| Exercise task |
Gather every line of the entries below that contains the word "door", and copy each such line in full.

| Dataset extract |
_ _ _

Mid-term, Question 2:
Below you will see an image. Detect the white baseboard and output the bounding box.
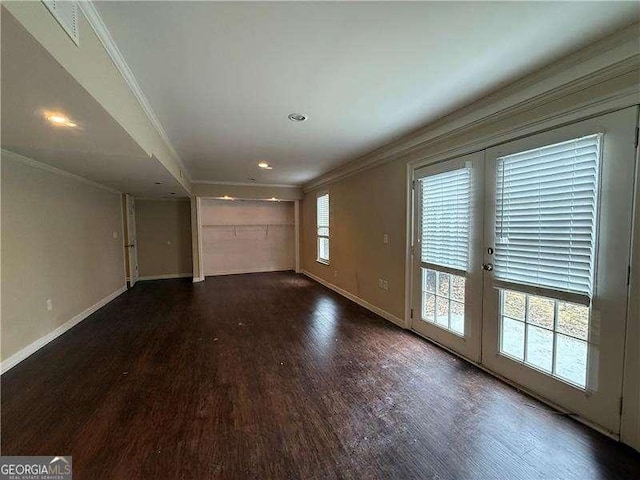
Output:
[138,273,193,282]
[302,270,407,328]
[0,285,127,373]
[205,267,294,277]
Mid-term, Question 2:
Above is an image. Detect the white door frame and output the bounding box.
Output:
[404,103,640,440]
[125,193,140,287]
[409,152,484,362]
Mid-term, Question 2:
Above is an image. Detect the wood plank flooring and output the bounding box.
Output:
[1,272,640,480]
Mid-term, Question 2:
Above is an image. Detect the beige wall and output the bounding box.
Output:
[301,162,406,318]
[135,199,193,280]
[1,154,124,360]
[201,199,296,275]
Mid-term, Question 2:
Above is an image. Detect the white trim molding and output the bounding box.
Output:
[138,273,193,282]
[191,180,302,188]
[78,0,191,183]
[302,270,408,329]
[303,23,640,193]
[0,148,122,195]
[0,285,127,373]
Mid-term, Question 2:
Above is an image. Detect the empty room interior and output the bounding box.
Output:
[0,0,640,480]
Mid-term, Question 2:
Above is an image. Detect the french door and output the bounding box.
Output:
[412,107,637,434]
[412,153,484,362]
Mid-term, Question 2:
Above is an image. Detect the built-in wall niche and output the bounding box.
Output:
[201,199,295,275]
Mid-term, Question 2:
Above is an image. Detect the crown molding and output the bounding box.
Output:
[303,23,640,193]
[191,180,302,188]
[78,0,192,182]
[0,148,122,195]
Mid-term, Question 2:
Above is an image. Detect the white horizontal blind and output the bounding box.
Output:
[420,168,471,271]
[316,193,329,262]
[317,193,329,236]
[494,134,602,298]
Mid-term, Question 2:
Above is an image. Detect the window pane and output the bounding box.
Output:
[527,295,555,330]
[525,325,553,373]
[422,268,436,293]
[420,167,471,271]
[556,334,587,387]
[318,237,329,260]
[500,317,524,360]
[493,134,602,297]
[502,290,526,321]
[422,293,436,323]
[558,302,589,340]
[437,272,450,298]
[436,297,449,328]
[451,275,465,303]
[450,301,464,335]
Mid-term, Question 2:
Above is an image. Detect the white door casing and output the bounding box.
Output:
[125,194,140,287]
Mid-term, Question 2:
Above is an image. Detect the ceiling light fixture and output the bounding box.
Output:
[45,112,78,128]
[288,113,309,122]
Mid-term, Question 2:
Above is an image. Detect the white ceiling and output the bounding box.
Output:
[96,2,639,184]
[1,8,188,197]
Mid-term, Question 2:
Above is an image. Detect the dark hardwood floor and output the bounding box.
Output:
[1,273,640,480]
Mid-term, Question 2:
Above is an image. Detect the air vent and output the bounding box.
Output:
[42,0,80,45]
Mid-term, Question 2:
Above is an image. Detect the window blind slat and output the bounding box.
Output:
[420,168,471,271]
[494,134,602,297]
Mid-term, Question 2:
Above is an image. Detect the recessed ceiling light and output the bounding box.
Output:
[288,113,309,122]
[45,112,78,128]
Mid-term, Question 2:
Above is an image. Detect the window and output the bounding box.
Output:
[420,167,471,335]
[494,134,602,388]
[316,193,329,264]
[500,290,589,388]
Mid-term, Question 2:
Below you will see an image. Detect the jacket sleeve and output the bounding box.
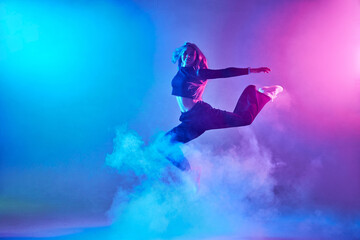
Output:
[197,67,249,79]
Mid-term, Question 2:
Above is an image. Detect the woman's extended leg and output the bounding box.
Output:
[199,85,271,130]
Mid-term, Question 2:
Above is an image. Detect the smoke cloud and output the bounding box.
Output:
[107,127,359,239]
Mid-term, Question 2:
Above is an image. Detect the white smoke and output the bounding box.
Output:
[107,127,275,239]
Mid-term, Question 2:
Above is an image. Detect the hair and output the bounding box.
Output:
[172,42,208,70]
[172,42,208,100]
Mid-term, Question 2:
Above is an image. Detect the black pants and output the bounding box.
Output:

_ _ _

| The response |
Above is an image. Detect the white door frame and output the bounding box.
Above is an image. Detect the french door and output the bounding box.
Above is an image. Detect the white door casing and output the bounding box.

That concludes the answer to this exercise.